SHORT PROBLEM
Would you quote the material below in full and unchanged?
______
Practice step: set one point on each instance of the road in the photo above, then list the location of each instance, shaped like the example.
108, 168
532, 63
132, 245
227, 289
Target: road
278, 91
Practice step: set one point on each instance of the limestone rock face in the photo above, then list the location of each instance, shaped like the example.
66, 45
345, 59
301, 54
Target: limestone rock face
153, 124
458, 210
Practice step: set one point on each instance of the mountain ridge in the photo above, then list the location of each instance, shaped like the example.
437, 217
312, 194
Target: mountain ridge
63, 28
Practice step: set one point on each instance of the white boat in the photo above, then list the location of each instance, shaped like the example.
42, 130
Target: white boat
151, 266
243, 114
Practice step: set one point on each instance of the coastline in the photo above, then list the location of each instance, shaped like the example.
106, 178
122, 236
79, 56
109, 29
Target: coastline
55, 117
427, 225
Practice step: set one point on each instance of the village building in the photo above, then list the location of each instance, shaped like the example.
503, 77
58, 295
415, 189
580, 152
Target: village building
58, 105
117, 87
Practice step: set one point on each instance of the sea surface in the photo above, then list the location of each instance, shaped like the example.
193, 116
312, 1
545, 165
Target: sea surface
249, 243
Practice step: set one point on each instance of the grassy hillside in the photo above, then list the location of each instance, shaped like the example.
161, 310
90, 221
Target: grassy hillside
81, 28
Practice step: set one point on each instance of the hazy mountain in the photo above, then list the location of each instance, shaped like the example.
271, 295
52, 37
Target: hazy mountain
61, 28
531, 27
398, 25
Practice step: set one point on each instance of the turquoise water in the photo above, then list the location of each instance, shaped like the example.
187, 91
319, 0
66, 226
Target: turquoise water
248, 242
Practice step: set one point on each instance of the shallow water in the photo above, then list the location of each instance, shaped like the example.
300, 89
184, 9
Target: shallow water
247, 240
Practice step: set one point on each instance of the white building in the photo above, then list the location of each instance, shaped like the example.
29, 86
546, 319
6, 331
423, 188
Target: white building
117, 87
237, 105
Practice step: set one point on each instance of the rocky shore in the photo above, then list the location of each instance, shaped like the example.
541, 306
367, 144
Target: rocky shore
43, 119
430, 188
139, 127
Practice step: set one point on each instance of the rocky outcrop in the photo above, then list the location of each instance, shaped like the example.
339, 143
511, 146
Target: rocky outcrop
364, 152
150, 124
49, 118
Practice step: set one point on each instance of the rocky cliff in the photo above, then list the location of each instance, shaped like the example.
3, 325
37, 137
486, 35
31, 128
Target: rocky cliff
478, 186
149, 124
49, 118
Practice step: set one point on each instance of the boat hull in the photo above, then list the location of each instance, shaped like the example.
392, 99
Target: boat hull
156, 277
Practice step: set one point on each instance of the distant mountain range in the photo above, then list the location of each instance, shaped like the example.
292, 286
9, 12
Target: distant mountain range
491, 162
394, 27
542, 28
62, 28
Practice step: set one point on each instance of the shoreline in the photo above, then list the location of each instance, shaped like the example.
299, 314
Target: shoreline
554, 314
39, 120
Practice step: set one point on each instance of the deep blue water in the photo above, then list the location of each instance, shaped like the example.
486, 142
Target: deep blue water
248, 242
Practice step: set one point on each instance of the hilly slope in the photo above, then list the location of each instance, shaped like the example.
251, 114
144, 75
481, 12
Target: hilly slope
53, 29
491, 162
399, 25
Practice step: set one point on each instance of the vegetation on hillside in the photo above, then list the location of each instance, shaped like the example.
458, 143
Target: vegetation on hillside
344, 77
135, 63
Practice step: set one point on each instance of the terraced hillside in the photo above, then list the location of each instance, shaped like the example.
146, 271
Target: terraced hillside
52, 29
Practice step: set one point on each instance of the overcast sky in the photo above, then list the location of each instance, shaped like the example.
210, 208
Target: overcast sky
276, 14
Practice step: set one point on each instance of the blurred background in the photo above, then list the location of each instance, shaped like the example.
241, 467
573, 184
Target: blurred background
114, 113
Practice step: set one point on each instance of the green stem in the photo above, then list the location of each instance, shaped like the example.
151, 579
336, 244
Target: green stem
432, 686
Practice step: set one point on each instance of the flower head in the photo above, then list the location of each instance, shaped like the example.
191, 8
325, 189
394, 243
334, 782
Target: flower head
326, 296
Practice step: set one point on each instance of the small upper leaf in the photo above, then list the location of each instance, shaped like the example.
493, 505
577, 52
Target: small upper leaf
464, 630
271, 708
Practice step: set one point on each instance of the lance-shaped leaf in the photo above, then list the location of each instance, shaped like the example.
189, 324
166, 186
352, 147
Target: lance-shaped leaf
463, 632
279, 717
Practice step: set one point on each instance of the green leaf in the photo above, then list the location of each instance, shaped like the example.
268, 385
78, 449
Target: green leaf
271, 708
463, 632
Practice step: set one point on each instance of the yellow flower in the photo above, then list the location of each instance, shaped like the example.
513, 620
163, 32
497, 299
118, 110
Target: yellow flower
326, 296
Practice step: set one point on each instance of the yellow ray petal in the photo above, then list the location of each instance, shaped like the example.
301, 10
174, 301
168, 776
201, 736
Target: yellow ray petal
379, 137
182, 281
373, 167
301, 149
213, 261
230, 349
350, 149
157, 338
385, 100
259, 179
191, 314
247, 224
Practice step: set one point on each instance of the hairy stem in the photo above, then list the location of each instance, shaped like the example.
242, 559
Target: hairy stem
______
OUTPUT OF THE EXERCISE
Practice step: set one point on each instance of the road in the photo above, then list the location of each instance, shaped like the example.
108, 168
532, 63
132, 245
227, 289
Target: road
278, 91
Practice step: set one point on each instance of the limestone rock face in the photo above, then list the location of each instance, shaped like the example.
66, 45
345, 59
301, 54
Target: limestone rock face
153, 124
458, 210
Practice step: set one point on each instance of the mountain ridge in the photo above, then list the location of each instance, shaped like the example.
437, 217
312, 194
Target: mountain ridge
63, 28
Practice step: set one point on each instance of the white boat in the photo above, then list the location of each instance, shaped like the example.
42, 130
Target: white boat
151, 266
243, 114
Practice step: set one point on each instance of the coastline in the photo above, then list the location of each instance, shaped like the example.
106, 178
122, 236
79, 56
109, 29
Target: coastline
55, 117
427, 225
Practice step: set one point on each instance of the village building in the photo above, then list the location of each instance, shaped like the example.
503, 77
58, 295
415, 189
580, 152
Target: village building
58, 105
117, 87
Practice step: set one point on each instance of the sea surface in the photo above, then list the location of each instance, shaped like the example.
193, 116
312, 1
545, 165
Target: sea surface
249, 243
Practice step: set one point on each instance of the grassy hillside in the photo above, then list the location of each instance, shaped like the example.
161, 310
90, 221
Target: grassy hillside
81, 28
Practice step: set one point on each instance of the hazy mountain in the photo above, then list the location of each instance, shaped like the example.
271, 295
52, 37
Target: hazy mountain
61, 28
531, 27
398, 25
Practice step: set one point on each instance of the turquoise water in the photo above, then list the location of each instance, shaped like the example.
187, 91
319, 0
66, 226
Target: turquoise water
248, 242
Practice step: set one point on each instance of the shallow water in the photo above, then list the location of each instance, shaped like the example.
300, 89
184, 9
Target: shallow water
247, 240
Practice step: set one point on each instance of the white building in the photo above, then list the location of each instance, shaped like the example.
29, 86
546, 319
6, 331
423, 188
Target: white building
117, 87
237, 105
Practice step: set one point on each instance of the rocky shore in the photo above, then list the location of each instance, shaped like the example.
541, 306
367, 144
Target: rocky shore
43, 119
430, 188
139, 127
Practice step: set one point on each instance of the rocky outcrop in the photo above, then list the location of each instance, shaped like the example.
339, 143
511, 146
Target: rocky outcrop
364, 152
150, 124
49, 118
Practice step: set one point on each instance of the rocky cliff in the photo above, then list the location of each instance, shaped like the example.
3, 325
37, 137
486, 35
31, 128
Target: rocky cliff
478, 186
149, 124
49, 118
Practice step: set one point on each instance of the boat hull in the photo above, then list the location of each instance, shaped like the example.
392, 99
Target: boat hull
156, 277
Practice step: set one point on each instance of the distant mountain range in the photo above, then list the location of each instance, shaped like the example.
292, 286
9, 12
Target: distant mountain range
491, 162
394, 27
542, 28
62, 28
Practice step: set one point on each instance of the shoreline in the photo above, then list the location of each instance, shaped like the example.
299, 314
Target: shoreline
554, 314
39, 120
Practice step: set one point on each instance of the deep blue water in the photo above, then list the location of each instance, shaped like the example.
486, 142
Target: deep blue water
248, 242
Practice step: set one point on each instance of the hilly slope in the photo above, then list the location of each instance, shaped like the example.
251, 114
144, 75
481, 12
Target: hilly slope
53, 29
491, 162
399, 25
Practice step: set one point on each instance of the vegetation on hillside in the photo above, then list the location of each instance, shaped like the example.
458, 143
Target: vegetation on hillside
344, 77
135, 63
Practice step: set one point on each instance of the terraced hillside in the photo above, then list the location of each instance, shaped like the example.
146, 271
Target: terraced hillside
52, 29
Practice step: set one point on each instance of the overcast sky in the photo above, then list the location of each instance, shaped like the example.
210, 208
Target: overcast sky
276, 14
Practice step: set one point on each instance of the blurred background in the photo above, then list the location of each instance, shaped like the example.
241, 467
573, 184
Target: blurred background
114, 113
Practice step: set one point on each instance of the green stem in the photo above, then list the location of each instance, shaped like the example.
151, 579
336, 244
Target: green stem
432, 686
Practice step: set one point on each instance of the flower head in the photo above, then list the location of each instance, shaped like the example.
191, 8
325, 189
394, 243
334, 782
Target: flower head
326, 296
Practice step: set one point on each instance of the small upper leaf in the photo above, then list the location of each instance, shaped like the example.
493, 505
577, 52
Target: small upper leaf
464, 630
271, 708
Practice step: set one point on each instance of the lance-shaped leaf in the photo above, then list the location of each instance, shaped like the example.
189, 324
166, 186
352, 147
Target: lance-shaped leaf
463, 632
279, 717
Practice step: set one point on each instance of the green leaf in the photo above, then list the location of each instance, shaped like the example.
268, 385
78, 449
Target: green leaf
271, 708
463, 632
Practice step: set one point on each instance of the yellow flower in the photo above, then list the location of each instance, shaped like the example.
513, 620
163, 32
497, 299
118, 110
Target: yellow flower
326, 296
Practice step: set one point on each instance of the yellow ray petal in the photo above, then list the location of each instance, shaped like the example.
301, 10
174, 301
168, 776
201, 736
Target: yellow ray petal
379, 137
182, 281
373, 167
301, 149
213, 261
230, 349
350, 149
157, 338
385, 100
259, 179
191, 314
247, 224
Practice step: set one point on each instance of the hairy stem in the photo above, then list the location of each instance, shaped like the example.
242, 559
Target: hairy stem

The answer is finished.